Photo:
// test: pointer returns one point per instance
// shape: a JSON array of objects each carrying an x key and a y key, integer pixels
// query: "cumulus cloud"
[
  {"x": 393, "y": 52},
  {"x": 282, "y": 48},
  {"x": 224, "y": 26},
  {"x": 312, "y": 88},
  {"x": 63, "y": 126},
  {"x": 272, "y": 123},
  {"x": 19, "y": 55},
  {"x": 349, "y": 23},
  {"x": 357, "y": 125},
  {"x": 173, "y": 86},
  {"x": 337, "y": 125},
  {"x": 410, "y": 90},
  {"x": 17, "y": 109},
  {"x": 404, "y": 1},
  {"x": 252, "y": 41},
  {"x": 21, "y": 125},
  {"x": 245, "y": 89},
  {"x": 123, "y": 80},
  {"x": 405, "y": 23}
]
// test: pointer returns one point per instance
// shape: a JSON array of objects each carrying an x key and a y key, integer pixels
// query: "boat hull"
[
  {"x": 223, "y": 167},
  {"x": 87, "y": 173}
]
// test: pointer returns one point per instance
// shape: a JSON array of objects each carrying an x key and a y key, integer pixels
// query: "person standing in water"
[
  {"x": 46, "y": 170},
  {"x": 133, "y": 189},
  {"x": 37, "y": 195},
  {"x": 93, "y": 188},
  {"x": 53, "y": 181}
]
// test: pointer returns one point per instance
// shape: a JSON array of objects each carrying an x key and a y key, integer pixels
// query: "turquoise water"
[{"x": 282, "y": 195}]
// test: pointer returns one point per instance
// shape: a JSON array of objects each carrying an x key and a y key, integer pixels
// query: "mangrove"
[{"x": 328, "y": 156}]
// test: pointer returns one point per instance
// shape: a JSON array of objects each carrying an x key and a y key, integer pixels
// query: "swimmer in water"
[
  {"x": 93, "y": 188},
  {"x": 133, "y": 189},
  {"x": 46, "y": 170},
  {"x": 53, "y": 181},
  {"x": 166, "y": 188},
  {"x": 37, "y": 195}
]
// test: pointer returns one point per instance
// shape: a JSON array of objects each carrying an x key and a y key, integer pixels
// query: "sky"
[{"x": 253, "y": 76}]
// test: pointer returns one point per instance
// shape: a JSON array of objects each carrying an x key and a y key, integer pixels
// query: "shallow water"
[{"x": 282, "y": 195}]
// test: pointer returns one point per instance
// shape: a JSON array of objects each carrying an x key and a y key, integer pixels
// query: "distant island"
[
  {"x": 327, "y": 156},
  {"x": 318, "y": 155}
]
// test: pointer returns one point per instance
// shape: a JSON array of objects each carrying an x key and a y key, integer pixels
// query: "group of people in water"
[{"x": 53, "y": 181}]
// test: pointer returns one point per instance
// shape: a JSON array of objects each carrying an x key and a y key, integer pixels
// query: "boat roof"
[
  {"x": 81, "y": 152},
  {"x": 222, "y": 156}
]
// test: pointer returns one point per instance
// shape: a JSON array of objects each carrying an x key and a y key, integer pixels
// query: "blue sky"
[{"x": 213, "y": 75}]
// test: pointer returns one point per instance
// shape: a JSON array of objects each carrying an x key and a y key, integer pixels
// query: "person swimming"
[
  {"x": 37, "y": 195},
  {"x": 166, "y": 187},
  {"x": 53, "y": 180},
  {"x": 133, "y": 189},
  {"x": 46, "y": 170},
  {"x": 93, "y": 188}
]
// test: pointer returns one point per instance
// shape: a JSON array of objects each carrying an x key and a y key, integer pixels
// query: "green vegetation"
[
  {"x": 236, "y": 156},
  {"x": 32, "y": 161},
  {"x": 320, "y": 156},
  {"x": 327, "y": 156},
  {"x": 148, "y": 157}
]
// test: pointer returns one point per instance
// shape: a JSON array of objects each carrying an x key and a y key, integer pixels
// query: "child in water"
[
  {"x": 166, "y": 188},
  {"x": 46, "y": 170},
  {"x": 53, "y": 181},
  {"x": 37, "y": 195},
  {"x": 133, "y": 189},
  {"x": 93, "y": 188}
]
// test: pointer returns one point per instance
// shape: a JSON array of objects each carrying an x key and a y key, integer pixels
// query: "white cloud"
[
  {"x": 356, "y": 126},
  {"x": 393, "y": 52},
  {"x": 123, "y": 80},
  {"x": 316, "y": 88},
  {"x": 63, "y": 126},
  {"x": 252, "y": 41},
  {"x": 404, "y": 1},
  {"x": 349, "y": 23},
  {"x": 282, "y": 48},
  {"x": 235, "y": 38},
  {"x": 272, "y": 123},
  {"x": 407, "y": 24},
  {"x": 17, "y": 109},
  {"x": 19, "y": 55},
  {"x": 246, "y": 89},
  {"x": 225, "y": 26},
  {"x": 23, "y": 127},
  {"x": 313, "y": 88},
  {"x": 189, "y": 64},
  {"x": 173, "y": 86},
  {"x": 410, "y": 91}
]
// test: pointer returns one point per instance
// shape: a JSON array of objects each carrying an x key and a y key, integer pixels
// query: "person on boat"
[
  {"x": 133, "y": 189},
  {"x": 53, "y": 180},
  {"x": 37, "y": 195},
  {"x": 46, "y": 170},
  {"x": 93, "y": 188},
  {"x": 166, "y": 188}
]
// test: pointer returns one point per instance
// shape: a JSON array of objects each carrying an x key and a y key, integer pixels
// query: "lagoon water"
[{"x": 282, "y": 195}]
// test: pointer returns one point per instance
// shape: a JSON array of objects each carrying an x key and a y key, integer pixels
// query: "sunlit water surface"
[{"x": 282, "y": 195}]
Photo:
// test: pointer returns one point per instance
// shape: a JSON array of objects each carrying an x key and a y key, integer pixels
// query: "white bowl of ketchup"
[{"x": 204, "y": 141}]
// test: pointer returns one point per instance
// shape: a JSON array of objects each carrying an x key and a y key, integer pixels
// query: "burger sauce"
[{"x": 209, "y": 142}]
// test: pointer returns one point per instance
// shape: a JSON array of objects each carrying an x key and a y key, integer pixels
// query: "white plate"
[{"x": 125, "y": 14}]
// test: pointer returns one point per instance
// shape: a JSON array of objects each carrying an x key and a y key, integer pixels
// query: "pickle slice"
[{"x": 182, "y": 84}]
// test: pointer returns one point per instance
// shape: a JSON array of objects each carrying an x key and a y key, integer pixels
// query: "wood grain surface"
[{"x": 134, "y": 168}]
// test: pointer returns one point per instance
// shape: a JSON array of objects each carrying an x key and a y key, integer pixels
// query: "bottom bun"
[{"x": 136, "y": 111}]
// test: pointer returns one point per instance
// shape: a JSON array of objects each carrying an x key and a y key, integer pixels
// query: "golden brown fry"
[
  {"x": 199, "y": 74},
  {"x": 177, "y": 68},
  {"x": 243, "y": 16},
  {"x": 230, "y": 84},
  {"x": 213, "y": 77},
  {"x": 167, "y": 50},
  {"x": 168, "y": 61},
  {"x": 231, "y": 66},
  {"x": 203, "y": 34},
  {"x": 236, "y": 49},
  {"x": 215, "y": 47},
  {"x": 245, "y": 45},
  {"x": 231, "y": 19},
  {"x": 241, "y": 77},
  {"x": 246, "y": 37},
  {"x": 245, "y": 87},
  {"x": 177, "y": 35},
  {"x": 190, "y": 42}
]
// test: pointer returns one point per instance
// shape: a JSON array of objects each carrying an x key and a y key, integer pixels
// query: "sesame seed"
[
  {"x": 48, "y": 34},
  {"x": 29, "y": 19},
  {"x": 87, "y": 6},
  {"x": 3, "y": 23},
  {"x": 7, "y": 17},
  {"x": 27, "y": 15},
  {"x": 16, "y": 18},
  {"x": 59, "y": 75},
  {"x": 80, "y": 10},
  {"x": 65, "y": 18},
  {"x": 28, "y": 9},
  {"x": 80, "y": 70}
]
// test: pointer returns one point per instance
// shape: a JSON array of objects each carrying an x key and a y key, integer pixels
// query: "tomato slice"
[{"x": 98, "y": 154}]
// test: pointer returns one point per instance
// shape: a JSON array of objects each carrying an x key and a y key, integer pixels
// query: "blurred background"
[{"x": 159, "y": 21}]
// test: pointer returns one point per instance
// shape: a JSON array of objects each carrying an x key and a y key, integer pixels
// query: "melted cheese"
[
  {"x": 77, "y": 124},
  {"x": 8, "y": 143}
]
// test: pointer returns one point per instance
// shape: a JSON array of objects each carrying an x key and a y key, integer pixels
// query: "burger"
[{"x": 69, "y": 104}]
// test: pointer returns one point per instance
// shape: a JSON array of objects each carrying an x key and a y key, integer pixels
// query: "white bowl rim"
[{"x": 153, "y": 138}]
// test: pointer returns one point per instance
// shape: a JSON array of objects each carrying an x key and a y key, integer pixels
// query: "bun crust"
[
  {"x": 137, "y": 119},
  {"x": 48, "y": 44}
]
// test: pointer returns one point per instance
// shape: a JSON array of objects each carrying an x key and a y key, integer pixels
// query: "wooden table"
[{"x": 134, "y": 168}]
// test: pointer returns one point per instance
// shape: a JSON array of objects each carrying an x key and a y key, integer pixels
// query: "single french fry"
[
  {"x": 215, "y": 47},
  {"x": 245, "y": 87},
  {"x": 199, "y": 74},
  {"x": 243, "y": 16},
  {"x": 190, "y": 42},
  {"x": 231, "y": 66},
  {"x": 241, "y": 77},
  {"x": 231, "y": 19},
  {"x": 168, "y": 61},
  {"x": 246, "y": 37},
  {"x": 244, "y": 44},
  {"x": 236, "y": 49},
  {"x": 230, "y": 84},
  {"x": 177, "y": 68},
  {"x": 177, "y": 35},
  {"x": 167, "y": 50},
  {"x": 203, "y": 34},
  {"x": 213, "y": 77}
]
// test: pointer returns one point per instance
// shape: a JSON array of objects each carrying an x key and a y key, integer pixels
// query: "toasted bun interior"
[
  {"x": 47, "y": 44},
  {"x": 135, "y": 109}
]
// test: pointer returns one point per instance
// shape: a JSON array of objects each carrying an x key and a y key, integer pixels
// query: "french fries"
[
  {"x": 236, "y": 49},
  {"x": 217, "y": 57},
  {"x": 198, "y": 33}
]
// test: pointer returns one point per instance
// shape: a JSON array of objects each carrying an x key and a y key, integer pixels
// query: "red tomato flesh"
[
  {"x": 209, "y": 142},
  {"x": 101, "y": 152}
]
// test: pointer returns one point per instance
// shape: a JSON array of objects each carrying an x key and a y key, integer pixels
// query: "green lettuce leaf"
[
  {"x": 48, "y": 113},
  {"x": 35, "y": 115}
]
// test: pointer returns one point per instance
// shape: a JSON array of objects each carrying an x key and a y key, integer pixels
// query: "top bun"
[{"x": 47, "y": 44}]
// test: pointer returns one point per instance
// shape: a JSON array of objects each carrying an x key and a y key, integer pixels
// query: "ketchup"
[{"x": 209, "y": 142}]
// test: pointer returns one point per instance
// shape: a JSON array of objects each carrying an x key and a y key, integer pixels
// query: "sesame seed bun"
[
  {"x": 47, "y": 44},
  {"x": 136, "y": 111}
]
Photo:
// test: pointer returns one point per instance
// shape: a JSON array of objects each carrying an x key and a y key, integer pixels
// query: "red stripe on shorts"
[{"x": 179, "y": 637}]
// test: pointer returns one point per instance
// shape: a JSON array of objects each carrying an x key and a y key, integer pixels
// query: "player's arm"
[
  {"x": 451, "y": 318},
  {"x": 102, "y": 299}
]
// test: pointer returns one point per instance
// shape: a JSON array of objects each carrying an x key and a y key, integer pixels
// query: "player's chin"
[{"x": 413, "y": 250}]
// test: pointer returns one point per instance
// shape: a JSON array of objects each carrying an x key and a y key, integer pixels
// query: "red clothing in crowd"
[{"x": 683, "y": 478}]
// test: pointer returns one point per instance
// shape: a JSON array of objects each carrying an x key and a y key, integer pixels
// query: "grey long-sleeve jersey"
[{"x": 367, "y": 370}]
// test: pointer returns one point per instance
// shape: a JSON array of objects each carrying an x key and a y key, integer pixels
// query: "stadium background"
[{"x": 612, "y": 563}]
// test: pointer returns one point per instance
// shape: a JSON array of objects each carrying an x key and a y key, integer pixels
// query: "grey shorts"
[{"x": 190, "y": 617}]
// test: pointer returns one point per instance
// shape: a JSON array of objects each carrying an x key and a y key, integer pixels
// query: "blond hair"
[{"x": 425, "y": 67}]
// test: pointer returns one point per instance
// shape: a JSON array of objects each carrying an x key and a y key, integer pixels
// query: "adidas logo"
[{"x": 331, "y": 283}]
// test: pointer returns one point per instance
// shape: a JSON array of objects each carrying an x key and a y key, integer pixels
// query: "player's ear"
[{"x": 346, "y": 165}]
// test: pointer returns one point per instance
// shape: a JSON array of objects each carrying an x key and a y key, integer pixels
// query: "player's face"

**PROBLEM REQUIREMENTS:**
Collect every line of the items that holds the word "seed" and list those lines.

**WRITTEN REPLY:**
// query: "sesame seed"
// query: "sesame seed bun"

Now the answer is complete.